WHAT NEEDS TO BE DONE —
Switch "Can you spot" to "Do you see" wherever it occurs in the lines below, and write out all of them again with no other changes.
## begin RECORDS TO USE
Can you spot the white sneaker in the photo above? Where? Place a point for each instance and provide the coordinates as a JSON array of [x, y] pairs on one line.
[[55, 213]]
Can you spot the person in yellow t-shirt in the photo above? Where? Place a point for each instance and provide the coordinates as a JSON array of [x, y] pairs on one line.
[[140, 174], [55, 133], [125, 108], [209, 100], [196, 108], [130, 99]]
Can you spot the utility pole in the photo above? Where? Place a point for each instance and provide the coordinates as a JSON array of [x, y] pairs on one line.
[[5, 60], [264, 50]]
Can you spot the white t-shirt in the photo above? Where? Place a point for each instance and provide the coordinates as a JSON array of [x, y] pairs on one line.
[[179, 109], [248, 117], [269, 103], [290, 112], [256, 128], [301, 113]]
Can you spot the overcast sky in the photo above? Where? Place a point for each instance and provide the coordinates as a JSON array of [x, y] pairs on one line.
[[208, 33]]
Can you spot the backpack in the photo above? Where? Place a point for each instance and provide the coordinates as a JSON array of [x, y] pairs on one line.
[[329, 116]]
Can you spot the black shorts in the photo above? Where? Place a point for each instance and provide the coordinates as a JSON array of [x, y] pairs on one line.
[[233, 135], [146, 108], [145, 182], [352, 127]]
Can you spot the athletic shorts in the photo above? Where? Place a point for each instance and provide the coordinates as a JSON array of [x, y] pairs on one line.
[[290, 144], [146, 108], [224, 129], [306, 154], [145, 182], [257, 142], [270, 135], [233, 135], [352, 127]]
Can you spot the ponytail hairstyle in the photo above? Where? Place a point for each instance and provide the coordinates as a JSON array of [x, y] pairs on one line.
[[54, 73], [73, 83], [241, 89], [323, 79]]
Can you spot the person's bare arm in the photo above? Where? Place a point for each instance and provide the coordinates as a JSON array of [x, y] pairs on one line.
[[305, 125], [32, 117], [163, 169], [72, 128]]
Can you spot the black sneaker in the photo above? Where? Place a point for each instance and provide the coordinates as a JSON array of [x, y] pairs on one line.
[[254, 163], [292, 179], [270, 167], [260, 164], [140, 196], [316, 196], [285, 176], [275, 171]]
## end RECORDS TO USE
OUTPUT BELOW —
Do you see the white sneaker in the photo above? Where? Place a point for each instance and provide the coordinates as a JSON array of [x, y] pairs on one line.
[[55, 213]]
Do you see the person in yellow t-shirt in the photo above? Where? Place a point for each instance and provide the coordinates as a JSON array of [x, y] pairs on one line.
[[140, 174], [55, 133], [125, 108], [209, 100], [196, 108], [130, 99]]
Do you see the utility pole in the photo above? Where? Place a point for each instance and provide the coordinates as a JSON array of [x, y] pairs on one line.
[[5, 60], [264, 50]]
Do you see the white t-shirt in the photo above? Where? Place a point for each instance and provide the coordinates as a JSON array of [x, y] pairs on one line.
[[179, 109], [248, 117], [269, 103], [290, 112], [256, 128], [301, 113]]
Do you see the overcast sky in the photo above? Where? Place a point for each instance and provide the coordinates as a JSON array of [x, y] pairs on one line.
[[208, 33]]
Do you see the backpack in the photo above? Where? Place a point for each instance and provide the coordinates as a JSON array of [x, y] pairs on one line.
[[329, 116]]
Do you see the black shorts in the photo above? Where? Place a point for each instance and provide the coordinates as a JSON array of [x, y] pairs on one line.
[[233, 135], [146, 108], [145, 182], [352, 127]]
Do you see the athletic shorts in the photo above? Where? Place a point for each instance and provide the coordinates as a JSON array of [x, y] pairs on one line.
[[290, 144], [146, 108], [224, 129], [306, 154], [145, 182], [257, 142], [270, 135], [233, 135], [352, 127]]
Do you see the ponytail hairstyle in the photo above? Where? Place a point for each instance and provide the coordinates as a JSON array of [x, y] pairs on one line.
[[54, 73], [73, 83], [241, 89], [323, 79]]
Do you see the person's bare arm in the photo above? Where? Place a point for each instance and provide the coordinates as a JSON array of [x, y] pairs on one line.
[[305, 125], [32, 117], [163, 169], [72, 128]]
Do you see the black sneaker in the photo above? Where? Place a point for each instance and provide the coordinates as a JSON array of [x, y] pairs on one line.
[[254, 163], [292, 179], [270, 167], [260, 164], [140, 196], [316, 196], [285, 176], [275, 171]]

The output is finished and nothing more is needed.